▶ **Written exercise**: Nothing but the lines from the one containing "of the patterned" to the end of the data should be returned, each exactly as written.

::::

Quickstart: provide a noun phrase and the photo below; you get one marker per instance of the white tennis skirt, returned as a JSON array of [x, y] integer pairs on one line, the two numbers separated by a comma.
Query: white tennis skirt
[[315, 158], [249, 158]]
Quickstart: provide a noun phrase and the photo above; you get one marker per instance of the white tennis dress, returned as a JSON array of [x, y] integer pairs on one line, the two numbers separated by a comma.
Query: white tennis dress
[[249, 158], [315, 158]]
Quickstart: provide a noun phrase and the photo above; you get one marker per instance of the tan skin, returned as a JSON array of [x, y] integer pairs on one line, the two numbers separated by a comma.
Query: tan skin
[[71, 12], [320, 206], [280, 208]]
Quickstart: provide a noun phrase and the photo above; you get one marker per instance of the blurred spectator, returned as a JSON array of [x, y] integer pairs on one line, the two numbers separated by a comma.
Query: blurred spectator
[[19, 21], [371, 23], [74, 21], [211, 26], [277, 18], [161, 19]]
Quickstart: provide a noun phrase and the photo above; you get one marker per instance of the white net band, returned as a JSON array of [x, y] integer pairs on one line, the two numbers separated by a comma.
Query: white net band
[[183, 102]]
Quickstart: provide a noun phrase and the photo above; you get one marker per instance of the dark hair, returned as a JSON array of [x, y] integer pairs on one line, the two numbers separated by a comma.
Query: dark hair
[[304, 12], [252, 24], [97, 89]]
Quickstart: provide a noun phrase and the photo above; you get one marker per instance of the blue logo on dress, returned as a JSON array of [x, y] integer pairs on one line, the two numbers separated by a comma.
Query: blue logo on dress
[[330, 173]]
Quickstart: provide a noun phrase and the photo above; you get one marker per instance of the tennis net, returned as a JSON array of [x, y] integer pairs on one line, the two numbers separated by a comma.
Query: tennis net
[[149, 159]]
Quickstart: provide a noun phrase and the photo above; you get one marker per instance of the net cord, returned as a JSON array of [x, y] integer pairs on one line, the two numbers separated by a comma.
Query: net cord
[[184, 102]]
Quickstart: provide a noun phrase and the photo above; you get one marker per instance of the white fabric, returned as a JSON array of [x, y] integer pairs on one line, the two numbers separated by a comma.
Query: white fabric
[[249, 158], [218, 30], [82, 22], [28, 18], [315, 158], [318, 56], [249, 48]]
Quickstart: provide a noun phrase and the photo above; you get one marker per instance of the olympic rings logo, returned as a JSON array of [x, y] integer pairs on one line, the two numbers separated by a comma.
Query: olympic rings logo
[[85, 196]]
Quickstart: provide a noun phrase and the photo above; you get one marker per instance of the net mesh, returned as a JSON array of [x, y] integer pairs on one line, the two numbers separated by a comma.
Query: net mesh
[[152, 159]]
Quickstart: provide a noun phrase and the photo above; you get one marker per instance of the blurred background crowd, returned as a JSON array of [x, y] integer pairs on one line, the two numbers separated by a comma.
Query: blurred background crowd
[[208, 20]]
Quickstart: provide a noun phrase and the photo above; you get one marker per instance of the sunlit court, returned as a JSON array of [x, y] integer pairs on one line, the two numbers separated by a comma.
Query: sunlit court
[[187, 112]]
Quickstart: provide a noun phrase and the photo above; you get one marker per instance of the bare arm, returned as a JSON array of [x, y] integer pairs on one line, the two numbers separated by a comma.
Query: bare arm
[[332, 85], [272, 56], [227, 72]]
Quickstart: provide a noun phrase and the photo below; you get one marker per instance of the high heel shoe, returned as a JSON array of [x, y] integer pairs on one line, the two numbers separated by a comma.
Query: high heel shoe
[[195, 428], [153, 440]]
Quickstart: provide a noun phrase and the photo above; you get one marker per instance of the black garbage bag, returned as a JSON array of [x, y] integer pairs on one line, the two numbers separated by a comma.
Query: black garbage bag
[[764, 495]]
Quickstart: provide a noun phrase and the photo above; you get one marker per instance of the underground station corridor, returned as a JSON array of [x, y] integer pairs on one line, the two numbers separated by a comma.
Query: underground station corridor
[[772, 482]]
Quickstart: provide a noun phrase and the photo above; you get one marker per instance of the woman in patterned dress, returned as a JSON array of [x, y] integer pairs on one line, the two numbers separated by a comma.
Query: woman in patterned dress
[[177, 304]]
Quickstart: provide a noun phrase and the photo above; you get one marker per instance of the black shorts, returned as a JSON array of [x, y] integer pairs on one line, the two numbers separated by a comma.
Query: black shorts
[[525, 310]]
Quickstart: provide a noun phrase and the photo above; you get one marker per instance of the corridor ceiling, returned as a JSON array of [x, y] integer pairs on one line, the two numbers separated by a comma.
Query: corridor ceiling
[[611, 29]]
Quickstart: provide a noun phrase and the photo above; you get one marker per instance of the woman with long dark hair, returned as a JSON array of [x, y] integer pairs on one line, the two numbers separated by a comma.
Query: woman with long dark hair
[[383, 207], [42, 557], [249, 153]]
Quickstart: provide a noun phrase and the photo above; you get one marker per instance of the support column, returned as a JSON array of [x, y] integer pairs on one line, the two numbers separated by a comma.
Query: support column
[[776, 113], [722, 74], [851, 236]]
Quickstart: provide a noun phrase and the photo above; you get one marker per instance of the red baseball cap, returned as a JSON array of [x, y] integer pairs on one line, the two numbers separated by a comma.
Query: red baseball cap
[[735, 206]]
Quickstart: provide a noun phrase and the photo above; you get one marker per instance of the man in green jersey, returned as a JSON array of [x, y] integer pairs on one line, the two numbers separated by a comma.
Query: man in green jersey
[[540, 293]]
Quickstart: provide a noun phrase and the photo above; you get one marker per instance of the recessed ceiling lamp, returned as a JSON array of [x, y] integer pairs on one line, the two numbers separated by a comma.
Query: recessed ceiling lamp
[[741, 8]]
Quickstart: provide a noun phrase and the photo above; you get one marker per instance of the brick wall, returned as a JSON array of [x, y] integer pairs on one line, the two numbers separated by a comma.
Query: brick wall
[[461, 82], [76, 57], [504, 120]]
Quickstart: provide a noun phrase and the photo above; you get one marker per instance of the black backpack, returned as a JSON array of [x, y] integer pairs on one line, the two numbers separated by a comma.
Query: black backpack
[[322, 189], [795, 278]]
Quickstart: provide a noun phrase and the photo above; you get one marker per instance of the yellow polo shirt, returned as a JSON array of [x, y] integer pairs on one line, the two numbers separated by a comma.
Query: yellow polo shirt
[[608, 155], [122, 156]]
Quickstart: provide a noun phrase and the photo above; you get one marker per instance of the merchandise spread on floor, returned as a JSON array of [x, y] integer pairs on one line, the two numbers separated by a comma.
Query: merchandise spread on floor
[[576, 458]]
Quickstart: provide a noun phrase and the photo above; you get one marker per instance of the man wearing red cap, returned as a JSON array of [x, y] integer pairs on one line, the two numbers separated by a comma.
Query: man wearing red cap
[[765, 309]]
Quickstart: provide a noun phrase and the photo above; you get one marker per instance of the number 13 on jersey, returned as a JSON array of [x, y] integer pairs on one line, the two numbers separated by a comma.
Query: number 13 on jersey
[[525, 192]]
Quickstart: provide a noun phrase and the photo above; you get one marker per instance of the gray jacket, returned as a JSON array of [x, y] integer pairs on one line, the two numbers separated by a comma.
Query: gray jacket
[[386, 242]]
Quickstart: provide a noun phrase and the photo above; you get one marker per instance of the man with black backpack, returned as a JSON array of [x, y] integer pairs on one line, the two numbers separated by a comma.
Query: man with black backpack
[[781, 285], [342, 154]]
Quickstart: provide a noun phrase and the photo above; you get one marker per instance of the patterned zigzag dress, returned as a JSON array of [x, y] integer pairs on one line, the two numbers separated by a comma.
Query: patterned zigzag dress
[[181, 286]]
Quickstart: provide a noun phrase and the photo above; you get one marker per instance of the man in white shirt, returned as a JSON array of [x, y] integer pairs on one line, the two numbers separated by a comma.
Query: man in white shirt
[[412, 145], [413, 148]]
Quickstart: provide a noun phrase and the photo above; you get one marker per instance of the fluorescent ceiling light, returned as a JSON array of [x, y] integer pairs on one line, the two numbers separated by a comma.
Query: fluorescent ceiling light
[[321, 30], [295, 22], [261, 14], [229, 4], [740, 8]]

::::

▶ **Complete answer**:
Quickstart: provide a noun phrase and the photo above; you get one marker per instance of the patterned zigzag dress, returned as a JSON array of [x, y] integer pairs on one line, the two numbers separated by a comma.
Query: patterned zigzag dress
[[181, 286]]
Quickstart: provide a noun phrase and the photo above; you get one marker per instance of the man in white shirt, returned as a JSON array of [x, y] integer pairs on one line, the two numbers separated by a comma.
Query: man in white shirt
[[412, 145], [413, 148]]
Quickstart: provide a noun phrase and the photo above; you get one marker per instance of the fluorescent ceiling light, returned as a JSON array of [x, y] integer pairs on one line, the two numbers separated by a comma.
Query: fluorescent ceiling light
[[321, 30], [295, 22], [261, 14], [229, 4], [740, 8]]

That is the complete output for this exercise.